■ WHAT YOU ARE ASKED TO DO:
Reproduce each line exactly, including spacing and punctuation.

■ DATA TO PROCESS:

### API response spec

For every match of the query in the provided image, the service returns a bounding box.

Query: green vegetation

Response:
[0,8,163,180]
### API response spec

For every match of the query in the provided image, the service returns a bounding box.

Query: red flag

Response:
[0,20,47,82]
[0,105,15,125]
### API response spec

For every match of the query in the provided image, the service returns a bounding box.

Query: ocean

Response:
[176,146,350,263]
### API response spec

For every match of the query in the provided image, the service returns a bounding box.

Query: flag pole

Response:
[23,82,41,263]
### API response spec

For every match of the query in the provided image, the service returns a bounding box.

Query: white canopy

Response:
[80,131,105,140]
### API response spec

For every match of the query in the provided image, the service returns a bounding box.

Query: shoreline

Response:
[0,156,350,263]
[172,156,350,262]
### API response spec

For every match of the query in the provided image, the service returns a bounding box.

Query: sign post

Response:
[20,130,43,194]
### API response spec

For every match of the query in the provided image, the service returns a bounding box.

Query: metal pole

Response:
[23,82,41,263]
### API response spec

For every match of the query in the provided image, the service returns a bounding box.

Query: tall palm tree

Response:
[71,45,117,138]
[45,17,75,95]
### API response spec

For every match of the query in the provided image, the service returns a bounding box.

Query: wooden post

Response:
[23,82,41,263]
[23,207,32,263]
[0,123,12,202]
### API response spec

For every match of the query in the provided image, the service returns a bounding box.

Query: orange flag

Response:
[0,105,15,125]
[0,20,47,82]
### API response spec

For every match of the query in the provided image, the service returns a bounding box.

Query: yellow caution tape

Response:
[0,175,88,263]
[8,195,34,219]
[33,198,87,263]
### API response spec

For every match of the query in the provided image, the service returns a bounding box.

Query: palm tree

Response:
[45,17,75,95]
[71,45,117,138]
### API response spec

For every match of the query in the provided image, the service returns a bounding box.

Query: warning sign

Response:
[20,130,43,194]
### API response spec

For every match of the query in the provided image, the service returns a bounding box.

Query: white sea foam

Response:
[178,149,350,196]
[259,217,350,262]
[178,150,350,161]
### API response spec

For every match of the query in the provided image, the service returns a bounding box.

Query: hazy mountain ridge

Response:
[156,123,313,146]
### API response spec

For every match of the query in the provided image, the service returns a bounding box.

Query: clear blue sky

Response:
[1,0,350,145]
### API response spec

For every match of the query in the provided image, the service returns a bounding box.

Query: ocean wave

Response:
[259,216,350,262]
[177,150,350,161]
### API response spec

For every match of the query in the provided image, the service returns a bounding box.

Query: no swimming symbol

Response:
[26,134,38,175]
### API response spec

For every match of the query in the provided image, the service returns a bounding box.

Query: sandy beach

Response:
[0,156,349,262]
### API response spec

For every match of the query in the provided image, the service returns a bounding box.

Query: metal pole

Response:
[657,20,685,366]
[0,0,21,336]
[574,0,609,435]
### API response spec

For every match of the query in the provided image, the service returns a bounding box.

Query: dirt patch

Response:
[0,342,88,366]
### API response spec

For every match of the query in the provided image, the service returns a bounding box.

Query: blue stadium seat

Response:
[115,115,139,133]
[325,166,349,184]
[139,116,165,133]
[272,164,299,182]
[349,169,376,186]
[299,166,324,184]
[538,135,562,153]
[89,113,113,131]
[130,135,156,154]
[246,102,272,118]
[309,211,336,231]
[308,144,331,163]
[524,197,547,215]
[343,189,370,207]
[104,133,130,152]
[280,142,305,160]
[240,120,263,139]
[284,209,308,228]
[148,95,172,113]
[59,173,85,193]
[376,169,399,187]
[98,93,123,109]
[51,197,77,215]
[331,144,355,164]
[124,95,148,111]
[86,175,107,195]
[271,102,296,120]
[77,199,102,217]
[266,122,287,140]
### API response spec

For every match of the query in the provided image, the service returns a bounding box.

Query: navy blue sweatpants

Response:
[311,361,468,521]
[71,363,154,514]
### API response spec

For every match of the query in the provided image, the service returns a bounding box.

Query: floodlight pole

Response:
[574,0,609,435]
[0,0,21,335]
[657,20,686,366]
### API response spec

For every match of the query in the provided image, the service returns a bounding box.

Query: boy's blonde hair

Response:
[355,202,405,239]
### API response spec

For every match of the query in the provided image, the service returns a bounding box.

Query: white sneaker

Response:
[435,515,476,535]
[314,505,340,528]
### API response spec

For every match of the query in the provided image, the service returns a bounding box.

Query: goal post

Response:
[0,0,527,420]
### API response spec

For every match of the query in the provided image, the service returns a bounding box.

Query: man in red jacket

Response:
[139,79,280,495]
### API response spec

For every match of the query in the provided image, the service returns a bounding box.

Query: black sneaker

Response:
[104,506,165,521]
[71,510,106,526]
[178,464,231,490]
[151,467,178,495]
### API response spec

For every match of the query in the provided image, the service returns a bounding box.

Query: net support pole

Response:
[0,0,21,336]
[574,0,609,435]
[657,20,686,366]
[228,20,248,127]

■ WRITTEN RESPONSE:
### API response spec

For every match of the query in the provided image, the service returns a bounding box.

Query: green vegetation

Response:
[0,8,163,180]
### API response spec

For every match of the query in the provided image, the service returns a bounding box.

Query: red flag

Response:
[0,20,47,82]
[0,105,15,125]
### API response spec

For every match of the query in the provided image, the service returns a bounding box.

Query: ocean

Response:
[176,146,350,263]
### API response spec

For every match of the query in the provided image, the service returns a bounding box.

Query: flag pole

Response:
[23,82,41,263]
### API response spec

For every match of the query in the provided image, the service returns a bounding box.

Query: white canopy

Response:
[80,131,105,140]
### API response spec

For every match of the query in the provided image, the service returns a bounding box.

Query: shoreline

Response:
[0,156,350,263]
[172,156,350,262]
### API response spec

For every match of the query in the provided image, the service returns a bounding box.

Query: sign post

Response:
[20,130,43,194]
### API response spec

For every match of the query in the provided image, the service returns a bounding box.

Query: metal pole

Response:
[23,82,41,263]
### API response spec

For every match of the query in the provided image, the service returns a bounding box.

Query: tall palm tree

Response:
[71,45,117,138]
[45,17,75,95]
### API response spec

For every match of the query in the provided image, the service returns a bounding box.

Query: wooden post

Response:
[23,82,41,263]
[23,207,32,263]
[0,123,12,202]
### API response spec

For every match of the query in the provided image, the service returns a bounding box.

Query: orange flag

Response:
[0,105,15,125]
[0,20,47,82]
### API response spec

For every match of the query in the provided image, the service returns a bounding box.

Query: yellow caution tape

Response:
[0,175,88,263]
[8,195,34,219]
[33,198,87,263]
### API response spec

For every match of the query in the provided image, the service returns a bounding box.

Query: palm tree

Response:
[45,17,75,95]
[71,45,117,138]
### API response spec

For every match of the query in the provided image, the service returns a bounding box.

Query: warning sign

Response:
[20,130,43,194]
### API response spec

For every match of the query in the provided image, the service returns a bounding box.

Query: white sea foam

Response:
[178,149,350,196]
[259,217,350,262]
[178,150,350,161]
### API response spec

For every match of the query in the provided image, the service returns a bounding box.

Query: hazy mountain ridge

Response:
[156,123,313,146]
### API response spec

For every match of the query in the provided image, the service returns a bounding box.

Query: clear blue sky

Response:
[1,0,350,145]
### API response spec

For every match of the query in the provided image, the service returns a bounding box.

Query: ocean wave

Response:
[259,216,350,262]
[177,150,350,161]
### API response spec

For every match of the query in the provided image, the service returns a bounding box.

Query: no swimming symbol

Response:
[26,134,38,175]
### API response spec

For every match of the query in the provided image, the service returns a bounding box.

Query: sandy beach

Response:
[0,156,349,262]
### API response spec

For every match of the query in the provided image, the service returns a bounding box.

Query: metal pole

Response:
[657,20,685,366]
[0,0,21,336]
[574,0,609,435]
### API response spec

For every match of the query in the provided image, the service returns a bounding box.

Query: dirt patch

Response:
[0,342,88,366]
### API response spec

For every match of the query in the provided image, the service returns a bounding box.

Query: blue stadium seat

Response:
[115,115,139,133]
[325,166,349,184]
[139,116,165,133]
[272,164,299,182]
[349,169,376,186]
[299,166,324,184]
[538,135,562,153]
[89,113,113,131]
[130,135,156,154]
[246,102,272,118]
[309,211,336,231]
[308,144,331,163]
[524,197,547,215]
[343,189,370,207]
[104,133,130,152]
[280,142,305,160]
[240,120,263,139]
[284,209,308,228]
[148,95,172,113]
[59,173,85,193]
[376,169,399,187]
[98,93,123,109]
[51,197,77,215]
[331,144,355,164]
[124,95,148,111]
[86,175,107,195]
[271,102,296,120]
[77,199,102,217]
[266,122,287,140]
### API response spec

For every match of the query in the provided image, the service returns a bounding box.

Query: navy blue sweatpants

Response:
[311,361,468,521]
[71,363,154,514]
### API response spec

For every match of the query in the provided image, the service returns a bounding box.

Query: floodlight pole

Response:
[574,0,609,435]
[0,0,21,335]
[657,20,686,366]
### API response spec

For every match of the query in the provided image, the service returns a bounding box.

Query: boy's blonde hair

Response:
[355,202,405,239]
### API response spec

For every match of the query in the provided image, the service returns a bounding box.

Query: white sneaker

Response:
[435,515,476,535]
[314,505,340,528]
### API response spec

For every match of the query in the provided image, the service returns a bounding box.

Query: goal post

Response:
[0,0,527,420]
### API response spec

For every match of the query in the provided image, the service returns a bounding box.

Query: man in red jacket

Response:
[139,79,280,495]
### API response spec

For every match of the query in the provided image, the service returns a bounding box.

Query: black sneaker

Response:
[104,506,165,521]
[71,510,106,526]
[178,464,231,490]
[151,467,178,495]
### API response spec

For every match of the query in the provided image, the service returns a bounding box.

Query: net support pole

Response:
[0,0,21,336]
[574,0,609,435]
[657,20,686,366]
[228,20,248,127]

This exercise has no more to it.